Provided passage ▸
================

Many of the investments have come from the U.S., on the Nasdaq exchange, “but there’s a lot of action here, too,” Reicin says, with more U.S. venture capital funds coming up to Canada. New Canadian venture capital funds are emerging as well.
Conversely, one company that made an IPO only on the Toronto Stock Exchange in March is Eupraxia Pharmaceuticals, a clinical-stage biotechnology company based in Victoria, B.C., which likely reflected its Canadian investors as well as the company’s Canadian presence, Grant says.
The focus on life sciences markets may reflect a pent-up demand, says Grant. “These are companies that have long-term fundamentals have been watched for a long time and that have products that are going to change our lives . . . will change our health care [and] the way we are treated in the future.” And the companies that are doing the IPOs are not in “the hot areas,” she says, but the “ones who’ve been doing R&D for a not inconsiderable period” and “will have a long-term trajectory.”
Overall, “it’s been a phenomenal year in 2020, and we certainly expect the same for 2021.”
Grant predicts the next significant segment of the life sciences sector will be oncology, both for size and research. The capital markets focus less on vaccines than on companies making breakthroughs in oncology and other sectors. Some companies will also produce vaccines and develop nanomedicine technologies to solve different problems.
Reicin has seen oncology products reach phase 3 of a clinical trial but then not meet the clinical research milestones, meaning that some patients may have reacted very favourably to the product, but not enough.
“Was there a subset of patients with a certain profile that the drug actually worked for? The more we can figure that out, it could be that some of these drugs that were rejected in the past can . . . get approval.”
This research falls under the rubric of personalized medicine, she says, and science is becoming more sophisticated in identifying patients for whom a specific treatment will work. “The more we’re using AI now and software and genetic testing to get that information, [the more we will] have more targeted therapeutic regimes to the individual.”

================

Requirement ▸
Continue the article on life sciences investment and IPOs in Canada from its last sentence.

================

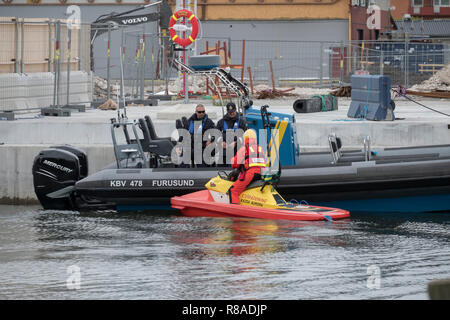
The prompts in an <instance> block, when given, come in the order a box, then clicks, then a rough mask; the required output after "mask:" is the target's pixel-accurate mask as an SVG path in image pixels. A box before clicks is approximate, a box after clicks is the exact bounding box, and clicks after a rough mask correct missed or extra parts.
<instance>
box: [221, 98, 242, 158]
mask: <svg viewBox="0 0 450 320" xmlns="http://www.w3.org/2000/svg"><path fill="white" fill-rule="evenodd" d="M226 108H227V114H226V115H225V116H224V117H223V118H222V119H220V120H219V121H218V122H217V129H219V130H220V131H222V133H223V134H222V148H223V163H224V164H225V165H227V166H229V165H230V164H229V163H227V162H226V153H227V150H229V149H232V150H233V152H232V153H233V156H234V155H236V152H237V138H235V139H234V141H232V142H229V143H227V138H226V134H227V132H230V131H234V132H236V131H237V130H239V129H241V130H242V132H245V131H246V130H247V129H248V127H247V122H246V121H245V117H244V116H242V115H240V114H239V113H238V112H237V110H236V105H235V104H234V103H233V102H229V103H228V104H227V107H226ZM230 160H231V159H230Z"/></svg>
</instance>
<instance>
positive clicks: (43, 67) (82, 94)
mask: <svg viewBox="0 0 450 320" xmlns="http://www.w3.org/2000/svg"><path fill="white" fill-rule="evenodd" d="M89 42H90V25H89V24H80V25H73V26H72V28H69V27H68V25H67V21H66V20H57V19H32V18H26V19H24V18H15V17H13V18H8V17H2V18H0V110H3V111H8V110H14V111H19V110H23V109H27V110H28V109H36V108H42V107H49V106H51V105H62V104H69V103H71V102H81V101H83V102H89V101H90V99H91V92H92V81H90V45H89Z"/></svg>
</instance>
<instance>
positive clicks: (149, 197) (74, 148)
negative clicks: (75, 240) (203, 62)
mask: <svg viewBox="0 0 450 320" xmlns="http://www.w3.org/2000/svg"><path fill="white" fill-rule="evenodd" d="M130 129H131V130H130ZM115 130H119V131H122V130H123V132H124V133H125V137H126V139H125V140H126V143H124V144H119V143H118V142H117V139H116V133H115ZM138 131H142V135H141V136H143V139H141V138H140V135H139V134H138ZM111 132H112V136H113V143H114V151H115V154H116V160H117V161H116V162H115V163H113V164H111V165H110V166H108V167H106V168H104V169H102V170H100V171H99V172H96V173H93V174H91V175H88V173H87V156H86V154H85V153H84V152H83V151H82V150H79V149H77V148H74V147H71V146H67V145H63V146H55V147H52V148H49V149H46V150H43V151H41V152H40V153H39V155H38V156H37V157H36V159H35V162H34V165H33V176H34V185H35V191H36V195H37V197H38V198H39V200H40V202H41V204H42V206H43V207H44V208H45V209H70V210H73V209H75V210H83V209H96V208H114V209H117V210H148V209H155V208H161V205H162V206H163V207H164V206H168V204H169V200H170V198H171V197H172V196H179V195H183V194H186V193H190V192H194V191H198V190H202V189H203V188H204V185H205V183H206V182H207V181H208V180H209V179H210V178H212V177H213V176H215V175H217V172H218V171H219V170H229V169H228V168H220V167H206V168H180V167H176V166H174V165H173V164H172V163H171V161H170V154H171V150H172V148H173V146H174V142H173V141H171V140H170V138H161V137H158V136H156V131H155V130H154V127H153V124H152V122H151V119H150V118H149V117H148V116H146V117H145V119H139V121H121V122H113V123H112V124H111ZM130 132H131V134H130ZM130 136H134V137H135V139H131V138H130ZM328 139H329V145H330V151H328V152H314V153H302V154H301V155H300V161H299V164H297V165H295V166H283V170H282V173H281V178H280V182H279V184H278V187H277V189H278V190H279V192H280V193H281V194H282V195H283V196H284V197H285V198H286V199H287V200H289V199H296V200H298V201H300V200H305V201H307V202H308V203H309V204H314V205H322V206H329V207H338V208H342V209H346V210H350V211H352V212H354V211H364V212H435V211H449V210H450V145H436V146H422V147H404V148H384V149H377V150H371V148H370V143H369V142H370V141H366V143H365V144H364V148H362V149H361V150H353V151H342V142H341V139H340V138H339V137H336V136H335V135H333V134H331V135H330V136H329V138H328ZM130 154H131V155H132V156H131V157H130Z"/></svg>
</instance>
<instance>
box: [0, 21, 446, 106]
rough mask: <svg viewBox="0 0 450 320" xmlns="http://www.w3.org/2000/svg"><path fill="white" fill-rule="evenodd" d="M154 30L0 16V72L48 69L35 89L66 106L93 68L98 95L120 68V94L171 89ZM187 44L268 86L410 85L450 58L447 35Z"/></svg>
mask: <svg viewBox="0 0 450 320" xmlns="http://www.w3.org/2000/svg"><path fill="white" fill-rule="evenodd" d="M156 30H158V27H157V25H156V23H153V22H152V23H149V24H144V25H139V26H126V27H124V26H117V25H115V26H114V25H106V26H104V30H101V31H102V32H101V33H100V34H99V35H97V36H96V39H95V41H93V38H92V37H93V34H92V33H91V25H90V24H83V23H82V24H81V25H80V26H79V28H75V29H70V28H68V27H67V23H66V21H65V20H55V19H47V20H42V19H40V20H39V21H38V20H37V19H22V18H0V73H1V74H3V73H11V74H12V73H15V74H33V73H39V72H41V73H42V72H44V73H45V72H46V73H51V74H52V75H53V76H52V77H51V79H50V78H49V77H47V78H48V79H47V78H46V81H51V82H52V83H51V85H48V86H46V87H45V88H43V89H42V90H41V89H40V94H41V95H46V96H52V103H51V104H55V105H60V104H66V103H70V101H69V97H70V94H71V92H70V91H73V90H76V89H75V88H74V86H73V85H71V84H70V81H69V80H70V79H71V75H70V74H71V73H72V72H74V71H83V72H87V73H90V72H91V71H93V74H94V75H95V76H98V77H99V79H101V82H102V84H101V86H103V89H102V91H103V92H101V94H100V95H103V96H101V97H100V98H110V97H115V96H117V95H118V94H119V91H120V85H119V82H120V79H121V67H122V68H123V80H124V87H125V94H126V95H128V96H132V97H137V98H141V99H143V98H146V96H147V95H148V94H151V93H155V92H157V91H161V87H162V86H163V87H165V89H166V90H168V86H169V82H171V85H172V88H173V83H174V81H176V80H177V79H179V78H180V72H179V70H176V69H175V68H174V67H173V65H170V63H169V59H168V52H167V50H166V49H164V46H163V42H164V41H163V37H162V35H160V34H158V33H157V31H156ZM165 39H167V36H166V37H165ZM192 49H193V48H192V47H190V48H188V51H187V53H188V56H189V55H194V54H197V55H198V54H219V55H221V58H222V64H224V65H227V66H230V67H231V72H232V74H233V75H234V76H235V77H236V78H238V79H241V78H242V79H243V80H244V81H245V82H247V83H248V84H249V83H250V82H251V83H253V84H254V85H257V84H261V83H263V84H266V85H268V86H269V87H271V86H272V85H274V86H276V87H283V86H284V87H286V86H288V87H294V86H323V87H329V86H333V85H337V84H347V83H350V78H351V75H352V74H354V73H356V72H368V73H370V74H385V75H389V76H390V77H391V80H392V84H393V85H403V86H405V87H410V86H412V85H414V84H418V83H421V82H422V81H423V80H425V79H428V78H429V77H431V76H432V75H433V74H434V73H436V72H437V71H438V70H440V69H441V68H442V67H443V66H445V65H447V64H449V62H450V39H414V40H410V39H408V38H407V39H405V40H402V41H365V42H351V43H348V42H330V41H314V42H312V41H308V42H306V41H278V40H251V39H250V40H248V39H247V40H232V39H230V38H221V39H219V38H210V37H203V38H202V39H198V40H197V41H196V47H195V52H194V51H193V50H192ZM175 53H176V54H178V55H179V54H181V52H180V51H176V52H175ZM0 78H1V77H0ZM2 79H3V78H2ZM5 79H6V78H5ZM250 80H251V81H250ZM5 81H7V80H5ZM191 83H192V82H191ZM92 85H93V84H92ZM93 86H94V85H93ZM96 87H97V89H98V87H99V85H98V83H97V86H96ZM178 87H179V86H178ZM1 88H3V86H2V84H0V89H1ZM203 89H204V88H203ZM203 89H202V90H203ZM8 90H9V89H8V88H7V86H4V88H3V89H2V90H0V100H5V99H8V97H7V95H8V94H9V91H8ZM90 90H93V88H90ZM190 90H192V87H191V88H190ZM43 91H45V92H43ZM172 91H173V90H172ZM97 93H98V92H97ZM98 97H99V96H98V95H97V98H98ZM9 98H10V97H9ZM94 99H95V97H94ZM0 102H1V101H0Z"/></svg>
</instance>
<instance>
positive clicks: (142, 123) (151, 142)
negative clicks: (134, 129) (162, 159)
mask: <svg viewBox="0 0 450 320" xmlns="http://www.w3.org/2000/svg"><path fill="white" fill-rule="evenodd" d="M139 127H140V128H141V130H142V133H143V135H144V139H143V143H142V149H143V150H144V152H150V153H154V154H156V155H158V156H162V157H168V156H170V155H171V152H172V149H173V143H172V142H171V141H170V140H168V139H152V138H151V135H150V131H149V129H148V127H147V123H146V121H145V120H144V119H142V118H140V119H139Z"/></svg>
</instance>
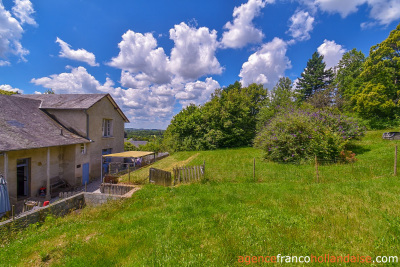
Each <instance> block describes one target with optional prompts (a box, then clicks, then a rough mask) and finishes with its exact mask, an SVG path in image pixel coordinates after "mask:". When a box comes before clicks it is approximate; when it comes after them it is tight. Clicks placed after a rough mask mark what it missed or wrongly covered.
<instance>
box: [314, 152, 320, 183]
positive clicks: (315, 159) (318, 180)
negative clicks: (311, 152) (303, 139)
mask: <svg viewBox="0 0 400 267" xmlns="http://www.w3.org/2000/svg"><path fill="white" fill-rule="evenodd" d="M315 173H316V175H317V183H319V173H318V159H317V155H315Z"/></svg>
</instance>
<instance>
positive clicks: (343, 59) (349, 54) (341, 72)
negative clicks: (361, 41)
mask: <svg viewBox="0 0 400 267" xmlns="http://www.w3.org/2000/svg"><path fill="white" fill-rule="evenodd" d="M364 62H365V55H364V54H363V52H361V51H357V49H355V48H353V49H352V50H351V51H348V52H346V53H344V54H343V56H342V59H341V60H340V61H339V63H338V65H337V71H336V76H335V84H336V86H337V90H338V94H339V95H340V96H342V97H344V98H345V99H346V100H350V99H351V97H352V96H353V95H354V94H355V92H356V91H357V88H358V87H359V86H360V79H359V76H360V74H361V72H362V71H363V66H364Z"/></svg>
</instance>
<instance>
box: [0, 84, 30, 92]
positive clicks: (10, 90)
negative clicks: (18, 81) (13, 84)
mask: <svg viewBox="0 0 400 267" xmlns="http://www.w3.org/2000/svg"><path fill="white" fill-rule="evenodd" d="M0 90H4V91H10V92H17V93H19V94H23V93H24V91H23V90H21V89H19V88H14V87H12V86H11V85H9V84H2V85H0Z"/></svg>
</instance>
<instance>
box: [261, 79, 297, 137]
mask: <svg viewBox="0 0 400 267" xmlns="http://www.w3.org/2000/svg"><path fill="white" fill-rule="evenodd" d="M294 96H295V95H294V91H293V89H292V81H291V80H290V78H288V77H281V78H280V79H279V81H278V82H277V83H276V85H275V86H274V88H273V89H272V90H271V93H270V98H269V99H267V100H266V101H265V105H264V106H263V107H262V108H261V110H260V112H259V114H258V115H257V131H259V130H260V129H261V128H263V127H264V125H265V123H266V122H267V121H268V120H270V119H271V118H272V117H273V116H274V115H275V114H276V113H277V112H278V111H279V109H280V108H284V107H288V106H292V105H293V104H294Z"/></svg>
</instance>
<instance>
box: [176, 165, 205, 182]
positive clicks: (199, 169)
mask: <svg viewBox="0 0 400 267" xmlns="http://www.w3.org/2000/svg"><path fill="white" fill-rule="evenodd" d="M204 171H205V164H203V165H200V166H189V167H177V168H174V169H173V172H174V178H175V180H174V182H175V184H177V183H190V182H194V181H199V180H200V179H201V178H203V177H204Z"/></svg>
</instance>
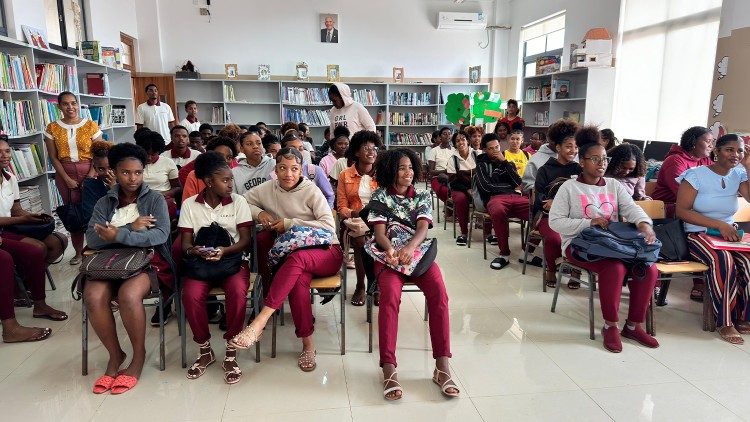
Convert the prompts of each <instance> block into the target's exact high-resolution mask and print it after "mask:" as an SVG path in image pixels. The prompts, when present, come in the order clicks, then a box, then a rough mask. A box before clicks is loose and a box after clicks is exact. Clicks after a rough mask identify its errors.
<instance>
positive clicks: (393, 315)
mask: <svg viewBox="0 0 750 422" xmlns="http://www.w3.org/2000/svg"><path fill="white" fill-rule="evenodd" d="M375 274H378V288H379V290H380V309H379V310H378V338H379V340H380V366H383V365H385V364H388V363H389V364H392V365H393V366H396V338H397V337H398V310H399V306H400V305H401V288H402V287H403V285H404V283H405V282H407V281H408V282H411V283H414V284H415V285H416V286H417V287H419V290H421V291H422V293H424V297H425V299H426V300H427V310H428V312H429V314H430V316H429V323H430V341H431V342H432V357H433V358H435V359H437V358H440V357H451V356H452V355H451V342H450V319H449V316H448V292H447V291H446V290H445V283H444V282H443V276H442V274H440V267H438V265H437V264H436V263H433V264H432V266H431V267H430V269H429V270H427V272H426V273H424V274H422V275H421V276H419V277H408V276H406V275H404V274H401V273H399V272H398V271H395V270H392V269H391V268H388V267H386V266H385V265H383V264H382V263H380V262H377V261H375Z"/></svg>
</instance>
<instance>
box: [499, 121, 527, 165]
mask: <svg viewBox="0 0 750 422" xmlns="http://www.w3.org/2000/svg"><path fill="white" fill-rule="evenodd" d="M522 144H523V131H522V130H514V131H513V132H512V133H511V134H510V141H509V142H508V149H506V150H505V152H504V153H503V154H504V155H505V159H506V160H508V161H510V162H512V163H513V164H515V165H516V171H517V172H518V175H519V176H523V172H524V170H525V169H526V164H527V163H528V162H529V153H528V152H526V151H524V150H522V149H521V145H522Z"/></svg>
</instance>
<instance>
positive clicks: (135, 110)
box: [135, 84, 175, 139]
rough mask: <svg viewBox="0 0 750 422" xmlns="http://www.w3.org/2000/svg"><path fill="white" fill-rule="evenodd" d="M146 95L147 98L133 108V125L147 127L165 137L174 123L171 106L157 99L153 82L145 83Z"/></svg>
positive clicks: (165, 138)
mask: <svg viewBox="0 0 750 422" xmlns="http://www.w3.org/2000/svg"><path fill="white" fill-rule="evenodd" d="M146 96H147V97H148V100H146V102H145V103H142V104H140V105H138V108H137V109H136V110H135V125H136V127H137V128H138V129H140V128H142V127H147V128H149V129H150V130H152V131H154V132H156V133H158V134H160V135H161V137H162V138H164V139H167V138H168V137H169V129H171V128H172V127H173V126H174V125H175V122H174V114H173V113H172V107H170V106H169V104H167V103H162V102H161V101H160V100H159V88H157V87H156V85H154V84H148V85H146Z"/></svg>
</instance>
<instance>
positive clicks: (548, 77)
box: [519, 67, 615, 130]
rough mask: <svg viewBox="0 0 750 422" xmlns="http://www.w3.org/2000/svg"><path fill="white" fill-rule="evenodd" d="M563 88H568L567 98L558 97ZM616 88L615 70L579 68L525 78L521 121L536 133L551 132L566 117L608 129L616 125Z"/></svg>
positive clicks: (606, 68)
mask: <svg viewBox="0 0 750 422" xmlns="http://www.w3.org/2000/svg"><path fill="white" fill-rule="evenodd" d="M562 85H565V86H566V88H567V92H568V93H567V98H559V97H558V96H556V95H555V93H556V92H557V91H560V89H559V87H560V86H562ZM614 85H615V68H613V67H603V68H578V69H570V70H563V71H560V72H555V73H550V74H546V75H536V76H531V77H528V78H524V79H523V85H522V89H521V95H520V99H519V103H521V104H522V107H521V117H523V118H524V120H525V121H526V128H529V129H534V130H540V129H542V130H544V129H547V128H548V127H549V125H550V124H551V123H553V122H555V121H556V120H558V119H561V118H564V117H570V118H574V119H575V118H576V117H578V121H579V123H581V124H584V123H586V124H589V123H590V124H595V125H598V126H599V127H601V128H605V127H608V126H609V125H610V124H611V123H612V96H613V95H614ZM547 87H548V88H547ZM555 88H558V89H557V90H556V89H555ZM521 99H523V101H521Z"/></svg>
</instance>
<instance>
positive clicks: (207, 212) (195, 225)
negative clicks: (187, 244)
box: [177, 193, 253, 246]
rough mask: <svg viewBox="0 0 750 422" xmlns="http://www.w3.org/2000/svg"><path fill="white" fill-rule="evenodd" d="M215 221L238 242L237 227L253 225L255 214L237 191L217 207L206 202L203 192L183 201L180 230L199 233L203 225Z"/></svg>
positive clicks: (238, 240)
mask: <svg viewBox="0 0 750 422" xmlns="http://www.w3.org/2000/svg"><path fill="white" fill-rule="evenodd" d="M213 222H217V223H219V225H220V226H221V227H223V228H225V229H226V230H227V232H229V235H230V236H232V239H234V241H235V242H237V241H239V240H240V233H239V231H238V230H237V228H238V227H246V226H247V227H249V226H250V225H252V222H253V216H252V214H251V213H250V205H248V204H247V200H245V198H244V197H243V196H242V195H238V194H236V193H232V196H230V197H228V198H224V200H223V201H222V202H221V203H220V204H219V205H218V206H216V208H211V206H209V205H208V204H207V203H206V202H205V199H204V198H203V194H202V193H199V194H198V195H194V196H191V197H190V198H188V199H186V200H185V202H183V203H182V208H181V209H180V221H179V223H177V226H178V227H179V228H180V231H192V232H193V234H197V233H198V231H199V230H200V229H201V228H202V227H208V226H210V225H211V223H213ZM196 246H207V245H196Z"/></svg>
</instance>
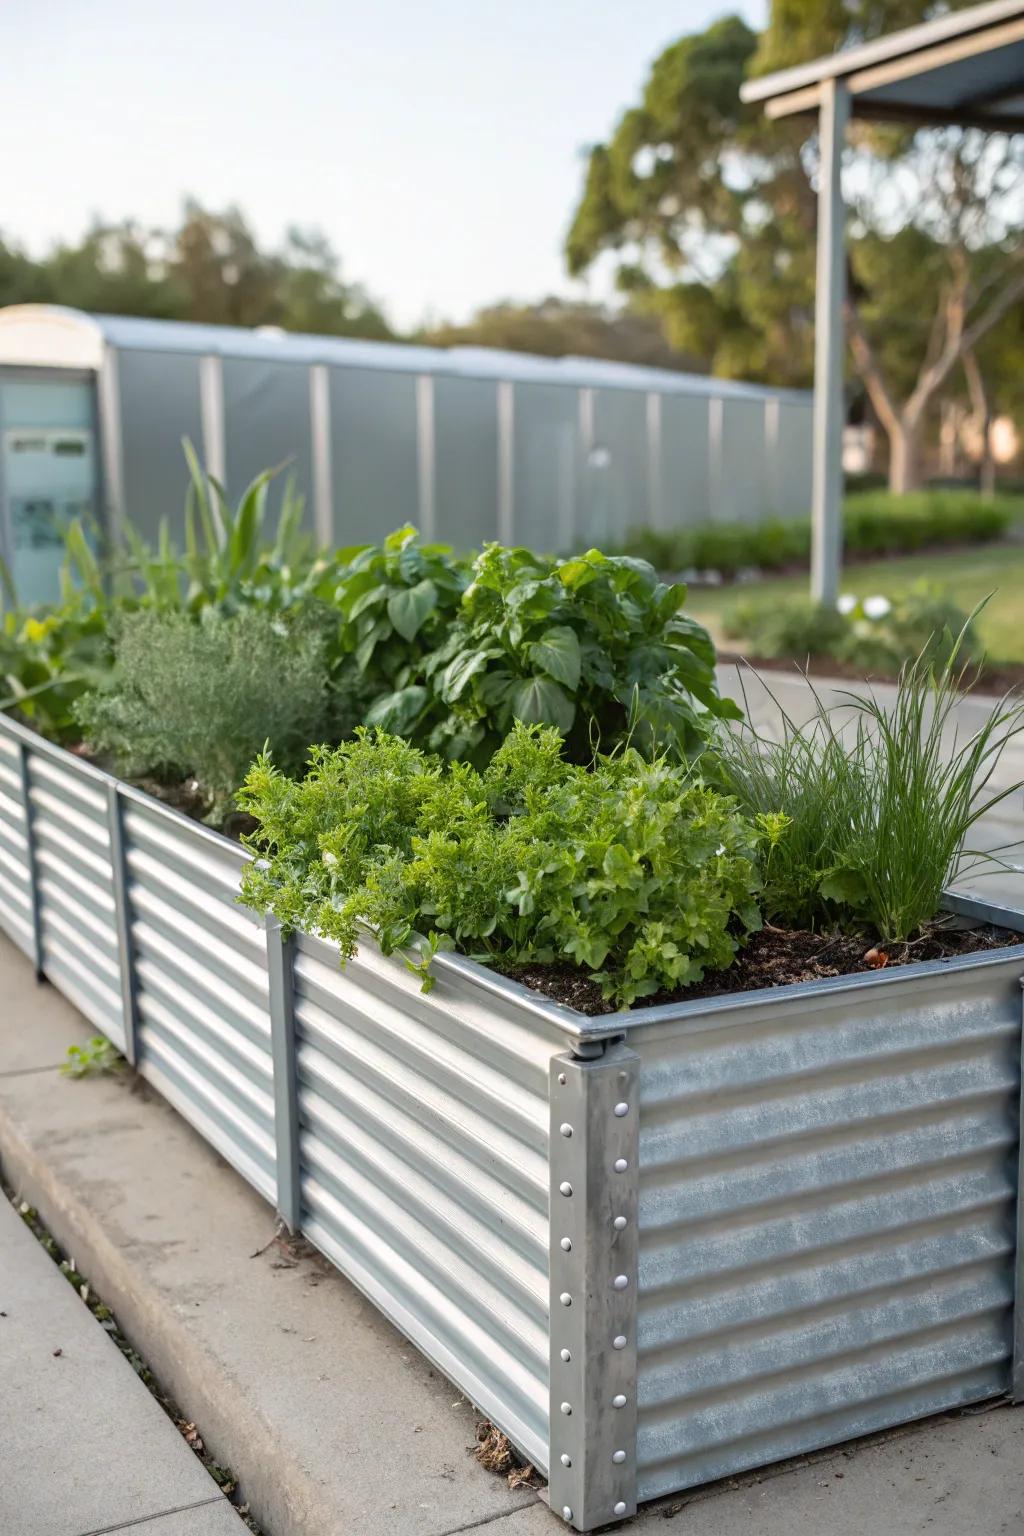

================

Task response ▸
Psychedelics and cannabis
The psychedelics market is very active now, Reicin adds, and some players have shifted to it from the cannabis sector. “Canada was a leader in the cannabis market and continues to be a leader in psychedelics, too.”
In early May, Tilray Inc. and Aphria Inc. announced their merger’s closing, which created the world’s largest cannabis company by revenue. But the merger continues consolidation in the sector rather than representing a shift.
There has been “a bit of a consolidation play” in the cannabis sector for a while, says Clemens Mayr, a partner in McCarthy Tétrault LLP’s Montreal office. Despite the “big hype” in the cannabis space a few years ago, many smaller players were and are struggling, he says. Now that the sector is maturing, “some of the larger players are completing this consolidation trend.”
That consolidation will be similar to that in the tobacco and liquor industries as the cannabis industry matures, says Reicin. Proprietary or unique medical cannabis products may form part of niche businesses, but one or two handfuls of companies will control recreational cannabis, she predicts.
Products made from cannabidiol — the second most prevalent active ingredient in cannabis known as “CBD” — are being increasingly investigated and tried as therapeutic alternatives to chemical medicines, says Mayr, who expects global growth in the medicinal cannabis sector. “I don’t think recreational cannabis, which was at the origin of the hype, is really the long-term value creator in this space,” Mayr says.
However, he says, much will depend on what the United States does; 36 states, the District of Columbia and most U.S. territories had legalized the use of cannabis for medicinal purposes by late 2020, but at the federal level, it remains a prohibited substance.